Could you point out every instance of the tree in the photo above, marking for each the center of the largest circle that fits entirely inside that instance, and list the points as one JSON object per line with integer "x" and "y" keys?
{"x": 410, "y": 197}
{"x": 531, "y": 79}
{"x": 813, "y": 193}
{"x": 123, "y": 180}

Set exercise:
Copy the listing above line for line, changing nothing.

Result of this task:
Could you point out every instance of the tree in the photo above, marking for each the center of the largest circle that fits entirely inside that instance, and list the points as one JSON object per line with integer "x" and "y" keys?
{"x": 410, "y": 197}
{"x": 531, "y": 79}
{"x": 813, "y": 193}
{"x": 123, "y": 180}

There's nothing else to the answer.